(Shape boundary entries)
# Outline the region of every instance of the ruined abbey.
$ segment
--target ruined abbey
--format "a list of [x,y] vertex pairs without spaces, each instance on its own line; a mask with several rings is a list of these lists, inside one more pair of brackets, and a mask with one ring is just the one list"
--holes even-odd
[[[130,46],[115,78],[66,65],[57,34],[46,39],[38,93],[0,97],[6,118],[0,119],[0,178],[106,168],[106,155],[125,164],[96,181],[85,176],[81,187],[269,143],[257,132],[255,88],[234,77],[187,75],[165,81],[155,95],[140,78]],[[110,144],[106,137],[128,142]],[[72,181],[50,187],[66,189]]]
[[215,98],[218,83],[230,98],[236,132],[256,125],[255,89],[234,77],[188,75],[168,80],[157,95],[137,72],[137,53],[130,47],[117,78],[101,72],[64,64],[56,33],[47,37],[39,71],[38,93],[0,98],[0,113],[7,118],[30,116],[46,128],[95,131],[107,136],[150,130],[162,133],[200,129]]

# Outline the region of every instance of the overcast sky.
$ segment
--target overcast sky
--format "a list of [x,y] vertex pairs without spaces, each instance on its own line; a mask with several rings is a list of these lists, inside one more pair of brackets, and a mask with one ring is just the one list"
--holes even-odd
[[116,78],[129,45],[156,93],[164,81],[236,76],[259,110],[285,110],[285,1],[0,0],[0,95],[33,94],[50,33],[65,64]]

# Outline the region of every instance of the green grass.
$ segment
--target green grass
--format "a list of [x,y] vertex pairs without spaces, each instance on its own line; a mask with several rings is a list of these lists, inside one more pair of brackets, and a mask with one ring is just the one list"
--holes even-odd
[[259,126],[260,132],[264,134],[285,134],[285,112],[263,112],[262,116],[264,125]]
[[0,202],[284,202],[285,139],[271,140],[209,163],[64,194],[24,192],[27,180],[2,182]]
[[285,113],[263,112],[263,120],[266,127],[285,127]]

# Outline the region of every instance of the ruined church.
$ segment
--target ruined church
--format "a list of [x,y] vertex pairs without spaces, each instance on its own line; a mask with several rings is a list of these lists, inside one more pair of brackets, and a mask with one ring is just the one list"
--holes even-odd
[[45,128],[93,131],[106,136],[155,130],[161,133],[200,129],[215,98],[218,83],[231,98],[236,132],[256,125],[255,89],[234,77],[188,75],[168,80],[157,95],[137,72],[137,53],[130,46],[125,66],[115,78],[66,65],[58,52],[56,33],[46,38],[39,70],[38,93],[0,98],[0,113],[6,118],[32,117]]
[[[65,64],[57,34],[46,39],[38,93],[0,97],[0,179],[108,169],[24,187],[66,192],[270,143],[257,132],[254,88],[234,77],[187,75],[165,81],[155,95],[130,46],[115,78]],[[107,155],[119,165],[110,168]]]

# What needs to be done
Return precisely the lines of the records, starting with the line that holds "# Outline the region of every instance of the green" and ending with the last one.

# Answer to this task
# Outline the region of every instance of the green grass.
$ segment
--target green grass
--format "a list of [x,y] vertex pairs without spaces, each instance on its own line; a mask with several rings is a list of these lists, inside one more pair of brackets, and a mask with one ring is just the one list"
--holes even-odd
[[259,126],[260,132],[264,134],[285,134],[285,112],[263,112],[262,116],[264,125]]
[[0,202],[284,202],[285,139],[271,140],[209,163],[64,194],[24,192],[27,180],[2,182]]
[[285,113],[263,112],[263,120],[266,127],[285,127]]

# Outline the region of every instance of the ruined church.
$ segment
--target ruined church
--format "a list of [x,y] vertex pairs without spaces, each instance on its own line; a mask with several rings is a list of these lists, inside one more pair of brackets, and a mask with one ring is just the one list"
--holes even-odd
[[45,128],[93,131],[106,136],[155,130],[161,133],[200,129],[215,98],[218,83],[231,98],[236,132],[256,125],[255,89],[234,77],[188,75],[168,80],[157,95],[137,72],[137,53],[130,46],[125,66],[115,78],[66,65],[58,52],[56,33],[46,38],[39,70],[38,93],[0,98],[0,113],[6,118],[32,117]]
[[[65,64],[57,34],[46,39],[38,93],[0,97],[0,179],[108,169],[24,187],[66,192],[270,143],[257,132],[254,88],[234,77],[187,75],[165,81],[155,95],[130,46],[115,78]],[[107,155],[119,165],[110,168]]]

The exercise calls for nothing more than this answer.